**Source text**:
** START **

There are five key ingredients to an MD simulation, which are boundary condition, initial condition, force calculation, integrator/ensemble, and property calculation. A brief overview of them is given below, followed by more specific discussions. Boundary condition: There are two major types of boundary conditions: isolated boundary condition (IBC) and periodic boundary condition (PBC). IBC is ideally suited for studying clusters and molecules, while PBC is suited for studying bulk liquids and solids. Boundary condition are set to confine the motion of the molecules in the system.
Initial condition: Since Newton’s equations of motion are second-order ordinary differential equations (ODE), IC basically means x3N (t = 0) and x3N (t = 0), the initial particle positions and velocities. Generating the IC for crystalline solids is usually quite easy, but IC for liquids needs some work, and even more so for amorphous solids. A common strategy to create a proper liquid configuration is to melt a crystalline solid. And if one wants to obtain an amorphous configuration, a strategy is to quench the liquid during a MD run.
Force Calculation: Then Lennard Jones potential is calculated. For long-range Coulomb interactions, special algorithms exist to break them up into two contributions: a short-ranged interaction, plus a smooth, field-like interaction, both of which can be computed efficiently in separate ways.
Integrator/Ensemble: Different conformers are generated orderly and the conformation ensemble is integrated to get the virtual movie of the change in conformers of the molecule of the system.

** END **

**Given data**:

** START **

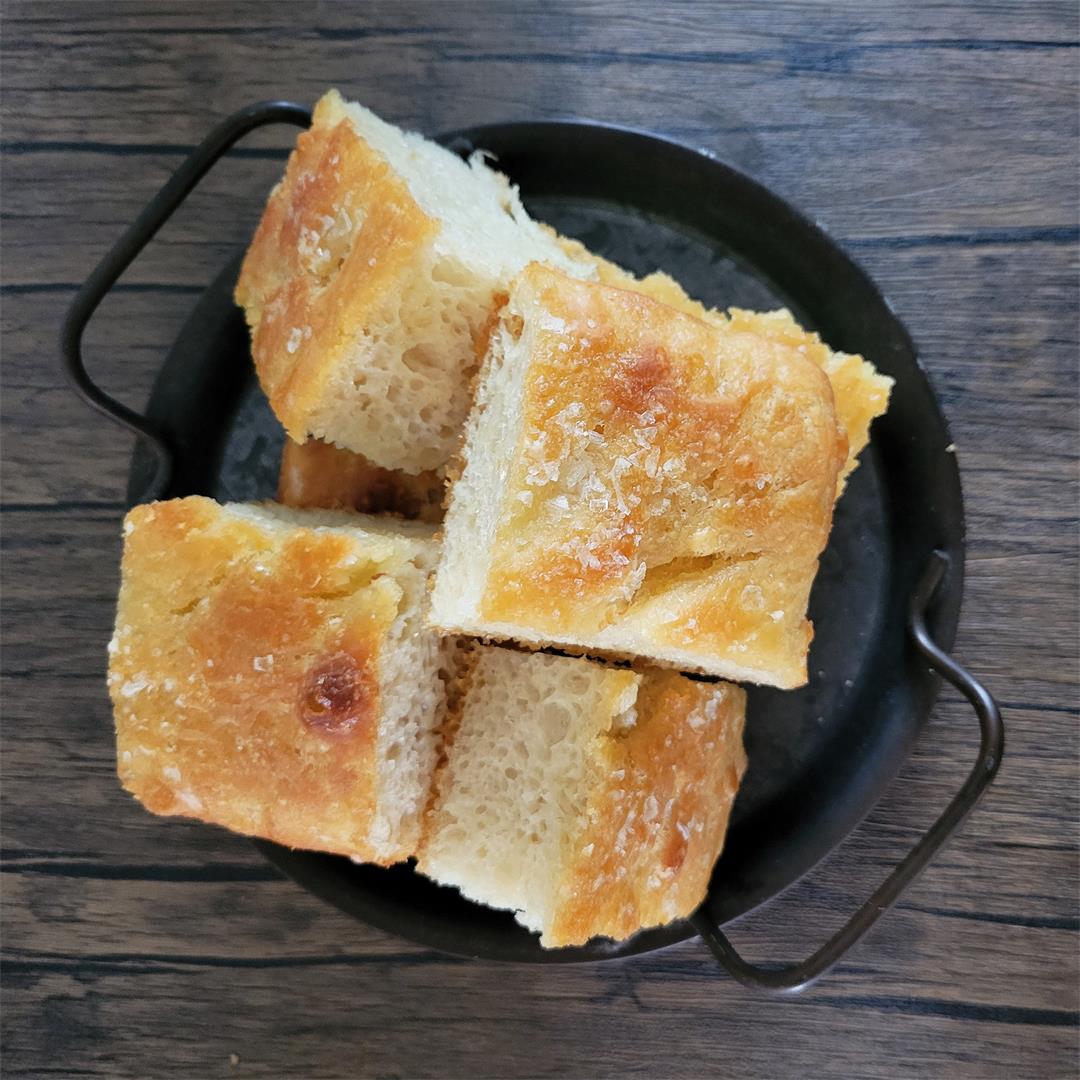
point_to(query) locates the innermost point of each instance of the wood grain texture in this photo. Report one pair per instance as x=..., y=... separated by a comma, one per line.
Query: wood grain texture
x=939, y=143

** END **

**Task list**:
A – Reproduce the MD simulation passage from "Initial condition: Since" up to and including "during a MD run.".
B – According to the MD simulation passage, which type of boundary condition is suited for studying bulk liquids and solids?
C – List the key ingredients of an MD simulation named in the MD simulation passage.
The data above are separate material, unrelated to the MD simulation passage.

**The responses**:
A –
Initial condition: Since Newton’s equations of motion are second-order ordinary differential equations (ODE), IC basically means x3N (t = 0) and x3N (t = 0), the initial particle positions and velocities. Generating the IC for crystalline solids is usually quite easy, but IC for liquids needs some work, and even more so for amorphous solids. A common strategy to create a proper liquid configuration is to melt a crystalline solid. And if one wants to obtain an amorphous configuration, a strategy is to quench the liquid during a MD run.

B – The periodic boundary condition (PBC).

C –
- Boundary condition
- Initial condition
- Force calculation
- Integrator/ensemble
- Property calculation